Alexander Boldizar (born in Czechoslovakia, now Slovak Republic, 1971) is a writer, lawyer and art critic. He was the first post-independence Slovak citizen to graduate with a Juris Doctor degree from Harvard Law School. His writing has won a PEN prize (PEN/Nob Hill), represented Bread Loaf Writers' Conference as a nominee for the Best New American Voices anthology, and received various other awards.

Life
Born in Košice, Czechoslovakia, in 1971, Boldizar's family escaped to Austria via Yugoslavia in 1979. After six months in a refugee camp at Traiskirchen, Austria, Canada granted the family asylum. Boldizar became a Canadian citizen in 1983. He attended Merivale High School in Ottawa, where he was captain of the rugby team, followed by McGill University, from which he graduated in 1994 with the Brian Coughlan prize for highest GPA in the economics department. He also won the 1993 McGill Open Beer Mile championship.

Boldizar went on to study law at Harvard Law School, starting in the class of 1998 but finishing in the class of 1999 due to a year of absence during which he went to the Sahara (Niger, Africa) with a paleontological expedition for the Discovery Channel/National Geographic. During his last year, he was roommates with Samantha Power, the former U.S. ambassador to the United Nations.

• **Problem to solve**: Can you continue the biographical sketch of Alexander Boldizar above, picking up after its last sentence?

• **Given entries**:
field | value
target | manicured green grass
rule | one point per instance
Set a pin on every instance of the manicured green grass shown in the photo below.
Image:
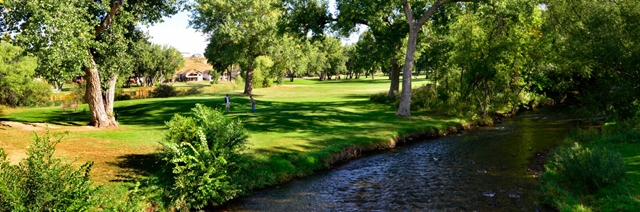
(622, 195)
(295, 130)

• **Output of the task**:
Although Boldizar had renounced his Czechoslovak citizenship in 1989 so that he could attend the anticommunist demonstrations as a noncitizen (during which he was almost arrested anyway), President Rudolf Schuster of Slovakia revived Boldizar's citizenship by special presidential order in 1999, making him the first Slovak citizen to graduate with a JD from Harvard. Boldizar's grandfather, Vojtech Zahorsky, was awarded the Kosice Prize (i.e., "keys to the city") for his contributions as a partisan during WWII and his service as the head of the Slovak Veteran's Association.

Boldizar currently lives in Vancouver, BC, Canada. He won first place in his division at the British Columbia Brazilian jiu-jitsu Championships in both 2010 and 2011, a gold medal at the 2011 Pan American Championships and a bronze at the 2013 World Masters Championships.

Career
Boldizar worked briefly as an attorney at the San Francisco and Prague offices of Baker & McKenzie, before leaving law in order to write. He has been an art gallery director in Indonesia, a "host" in a hostess bar in Japan, a hermit in Tennessee, a paleontologists' guide in the Sahara, a porter on Bylot Island in the Canadian High Arctic, a speechwriter for the police-oversight Civilian Complaint Review Board in New York City, and an editor of the first pan-Asian art magazine.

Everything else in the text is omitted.